* Records provided

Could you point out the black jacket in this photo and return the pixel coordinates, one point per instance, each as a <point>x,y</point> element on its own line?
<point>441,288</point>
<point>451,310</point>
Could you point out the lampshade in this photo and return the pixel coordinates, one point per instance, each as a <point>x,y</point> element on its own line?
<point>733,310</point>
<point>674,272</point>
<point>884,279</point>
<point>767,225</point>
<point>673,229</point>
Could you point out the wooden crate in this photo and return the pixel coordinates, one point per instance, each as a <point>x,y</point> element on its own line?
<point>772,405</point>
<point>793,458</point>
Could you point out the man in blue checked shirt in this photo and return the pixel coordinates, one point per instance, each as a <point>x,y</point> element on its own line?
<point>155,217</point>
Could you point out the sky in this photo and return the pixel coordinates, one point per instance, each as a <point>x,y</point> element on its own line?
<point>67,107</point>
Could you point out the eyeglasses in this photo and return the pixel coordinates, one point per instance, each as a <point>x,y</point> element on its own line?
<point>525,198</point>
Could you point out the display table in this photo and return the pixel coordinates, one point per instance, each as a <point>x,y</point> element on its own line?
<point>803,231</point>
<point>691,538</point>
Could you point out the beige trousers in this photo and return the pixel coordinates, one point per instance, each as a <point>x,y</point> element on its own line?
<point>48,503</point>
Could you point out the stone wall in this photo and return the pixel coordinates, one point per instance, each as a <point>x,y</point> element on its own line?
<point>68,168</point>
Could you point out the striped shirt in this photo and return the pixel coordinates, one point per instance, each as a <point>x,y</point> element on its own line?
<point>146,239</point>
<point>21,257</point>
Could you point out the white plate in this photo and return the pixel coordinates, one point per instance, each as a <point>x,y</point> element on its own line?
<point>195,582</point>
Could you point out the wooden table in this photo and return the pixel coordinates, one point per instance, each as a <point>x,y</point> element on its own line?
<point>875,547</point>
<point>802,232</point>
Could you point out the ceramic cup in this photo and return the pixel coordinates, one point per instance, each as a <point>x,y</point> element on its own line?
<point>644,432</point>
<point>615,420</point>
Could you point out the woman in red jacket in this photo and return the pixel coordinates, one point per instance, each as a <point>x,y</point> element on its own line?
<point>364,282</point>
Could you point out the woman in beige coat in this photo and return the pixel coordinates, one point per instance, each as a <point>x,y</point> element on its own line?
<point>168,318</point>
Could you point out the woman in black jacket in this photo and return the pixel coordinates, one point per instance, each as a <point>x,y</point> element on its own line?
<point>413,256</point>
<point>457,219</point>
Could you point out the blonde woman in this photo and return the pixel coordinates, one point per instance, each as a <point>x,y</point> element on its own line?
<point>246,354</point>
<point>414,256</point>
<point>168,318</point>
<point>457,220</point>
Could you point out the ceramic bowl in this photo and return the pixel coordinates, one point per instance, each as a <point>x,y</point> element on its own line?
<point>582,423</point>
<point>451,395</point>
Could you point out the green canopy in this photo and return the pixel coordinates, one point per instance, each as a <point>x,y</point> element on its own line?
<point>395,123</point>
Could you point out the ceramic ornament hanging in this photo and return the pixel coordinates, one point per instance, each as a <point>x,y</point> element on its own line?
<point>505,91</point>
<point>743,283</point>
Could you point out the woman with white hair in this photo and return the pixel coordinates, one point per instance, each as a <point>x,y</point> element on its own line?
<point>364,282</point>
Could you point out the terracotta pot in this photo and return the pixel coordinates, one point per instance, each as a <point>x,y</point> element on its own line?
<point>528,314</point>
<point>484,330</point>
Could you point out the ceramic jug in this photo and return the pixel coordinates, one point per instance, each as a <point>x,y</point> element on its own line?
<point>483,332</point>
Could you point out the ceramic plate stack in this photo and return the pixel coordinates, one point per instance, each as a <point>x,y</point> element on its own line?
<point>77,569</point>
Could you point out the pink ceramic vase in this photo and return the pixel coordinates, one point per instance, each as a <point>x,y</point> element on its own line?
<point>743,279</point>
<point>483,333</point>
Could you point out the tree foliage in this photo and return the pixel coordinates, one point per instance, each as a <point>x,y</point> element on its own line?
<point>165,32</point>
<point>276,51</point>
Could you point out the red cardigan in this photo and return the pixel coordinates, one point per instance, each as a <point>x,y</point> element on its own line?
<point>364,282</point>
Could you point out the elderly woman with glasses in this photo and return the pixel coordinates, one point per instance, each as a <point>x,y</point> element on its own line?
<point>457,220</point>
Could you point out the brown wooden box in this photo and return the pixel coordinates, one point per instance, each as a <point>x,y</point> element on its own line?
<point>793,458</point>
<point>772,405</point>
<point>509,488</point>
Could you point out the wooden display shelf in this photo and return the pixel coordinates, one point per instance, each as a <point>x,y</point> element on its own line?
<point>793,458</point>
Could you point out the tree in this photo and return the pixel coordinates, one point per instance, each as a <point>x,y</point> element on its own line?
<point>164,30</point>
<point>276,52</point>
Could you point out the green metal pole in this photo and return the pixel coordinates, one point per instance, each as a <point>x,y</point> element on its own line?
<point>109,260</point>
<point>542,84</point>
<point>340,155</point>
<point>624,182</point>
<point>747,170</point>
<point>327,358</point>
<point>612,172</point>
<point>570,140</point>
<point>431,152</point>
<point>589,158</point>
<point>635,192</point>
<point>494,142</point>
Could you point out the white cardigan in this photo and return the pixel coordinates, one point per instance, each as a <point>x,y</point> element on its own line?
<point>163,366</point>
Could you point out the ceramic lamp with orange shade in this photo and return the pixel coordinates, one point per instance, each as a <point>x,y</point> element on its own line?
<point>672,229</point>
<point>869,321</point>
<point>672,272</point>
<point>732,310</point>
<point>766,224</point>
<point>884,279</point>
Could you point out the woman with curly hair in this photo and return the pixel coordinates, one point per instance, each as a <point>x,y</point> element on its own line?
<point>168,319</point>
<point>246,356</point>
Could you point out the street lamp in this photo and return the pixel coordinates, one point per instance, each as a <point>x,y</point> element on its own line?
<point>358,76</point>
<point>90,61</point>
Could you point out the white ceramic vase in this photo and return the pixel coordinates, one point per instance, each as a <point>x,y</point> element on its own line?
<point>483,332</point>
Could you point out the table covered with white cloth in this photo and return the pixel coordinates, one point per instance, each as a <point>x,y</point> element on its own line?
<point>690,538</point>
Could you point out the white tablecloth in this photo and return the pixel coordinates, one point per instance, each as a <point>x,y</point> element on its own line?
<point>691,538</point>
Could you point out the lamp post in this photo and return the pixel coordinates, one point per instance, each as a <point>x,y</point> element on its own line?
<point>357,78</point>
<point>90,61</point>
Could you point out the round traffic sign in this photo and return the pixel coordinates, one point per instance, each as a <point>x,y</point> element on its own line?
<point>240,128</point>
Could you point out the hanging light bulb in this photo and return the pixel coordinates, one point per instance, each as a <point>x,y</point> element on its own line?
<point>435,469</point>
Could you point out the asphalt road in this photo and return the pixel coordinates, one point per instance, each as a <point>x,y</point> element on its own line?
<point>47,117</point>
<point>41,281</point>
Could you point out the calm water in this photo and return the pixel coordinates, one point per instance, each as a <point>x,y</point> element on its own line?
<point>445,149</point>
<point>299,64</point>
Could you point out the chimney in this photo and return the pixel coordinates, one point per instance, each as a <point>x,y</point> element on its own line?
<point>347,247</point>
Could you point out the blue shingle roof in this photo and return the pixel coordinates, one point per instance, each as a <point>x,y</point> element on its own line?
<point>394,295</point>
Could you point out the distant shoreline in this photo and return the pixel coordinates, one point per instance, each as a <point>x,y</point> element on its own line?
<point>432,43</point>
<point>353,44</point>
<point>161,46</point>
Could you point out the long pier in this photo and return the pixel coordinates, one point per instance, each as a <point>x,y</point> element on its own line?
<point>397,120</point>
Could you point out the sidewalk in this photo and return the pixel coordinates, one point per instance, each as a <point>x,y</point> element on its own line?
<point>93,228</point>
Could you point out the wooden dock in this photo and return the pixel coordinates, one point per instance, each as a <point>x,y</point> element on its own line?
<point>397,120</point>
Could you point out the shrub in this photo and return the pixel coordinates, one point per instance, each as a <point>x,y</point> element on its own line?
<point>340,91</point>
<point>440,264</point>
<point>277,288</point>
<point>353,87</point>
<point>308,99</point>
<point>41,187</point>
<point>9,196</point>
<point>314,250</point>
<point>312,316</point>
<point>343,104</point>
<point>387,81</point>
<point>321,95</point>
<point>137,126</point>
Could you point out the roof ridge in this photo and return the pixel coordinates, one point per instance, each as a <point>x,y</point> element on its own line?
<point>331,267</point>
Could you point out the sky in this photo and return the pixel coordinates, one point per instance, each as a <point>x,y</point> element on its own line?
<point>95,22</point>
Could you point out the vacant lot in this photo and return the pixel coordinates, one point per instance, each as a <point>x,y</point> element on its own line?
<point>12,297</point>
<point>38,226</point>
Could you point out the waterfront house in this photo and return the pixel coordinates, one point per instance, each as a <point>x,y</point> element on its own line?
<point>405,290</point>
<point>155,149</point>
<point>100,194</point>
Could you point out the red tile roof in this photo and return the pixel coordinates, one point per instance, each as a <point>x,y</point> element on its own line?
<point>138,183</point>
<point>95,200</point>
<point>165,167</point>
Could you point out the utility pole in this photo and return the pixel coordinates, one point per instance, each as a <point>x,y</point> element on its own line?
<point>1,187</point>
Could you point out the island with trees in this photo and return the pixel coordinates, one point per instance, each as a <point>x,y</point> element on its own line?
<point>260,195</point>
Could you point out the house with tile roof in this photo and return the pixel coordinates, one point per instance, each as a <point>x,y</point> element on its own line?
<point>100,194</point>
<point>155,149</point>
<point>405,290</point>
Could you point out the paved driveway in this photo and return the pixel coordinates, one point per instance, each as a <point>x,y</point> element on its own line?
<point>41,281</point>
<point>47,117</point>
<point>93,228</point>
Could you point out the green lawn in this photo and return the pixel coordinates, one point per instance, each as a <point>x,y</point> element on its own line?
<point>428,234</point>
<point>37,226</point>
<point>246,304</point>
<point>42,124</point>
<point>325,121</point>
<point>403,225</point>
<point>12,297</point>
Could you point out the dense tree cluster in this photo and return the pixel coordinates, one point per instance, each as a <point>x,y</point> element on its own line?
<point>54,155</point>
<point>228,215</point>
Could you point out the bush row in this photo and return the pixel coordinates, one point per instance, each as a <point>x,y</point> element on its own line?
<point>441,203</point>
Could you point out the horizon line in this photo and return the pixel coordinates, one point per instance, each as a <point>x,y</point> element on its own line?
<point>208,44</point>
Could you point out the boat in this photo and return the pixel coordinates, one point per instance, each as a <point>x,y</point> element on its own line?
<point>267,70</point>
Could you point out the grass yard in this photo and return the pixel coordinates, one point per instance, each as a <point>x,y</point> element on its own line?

* Instructions for the task
Put everything in the rows above, from the line containing "Could you point out the roof" down to the line containing "<point>38,226</point>", into a numbered list, leaving out any blank lines.

* Complete answer
1. Could you point out the roof ridge in this photo and return the pixel coordinates, one point per instance, each as a <point>x,y</point> element on its own line?
2. <point>331,267</point>
3. Could you point out the sky in this photo and return the pixel coordinates, one point per instance, each as a <point>x,y</point> element on its own line?
4. <point>95,22</point>
5. Could you point out the vacant lot in this photo and return the pixel coordinates, one point per instance, each as a <point>x,y</point> element on its own line?
6. <point>12,297</point>
7. <point>38,226</point>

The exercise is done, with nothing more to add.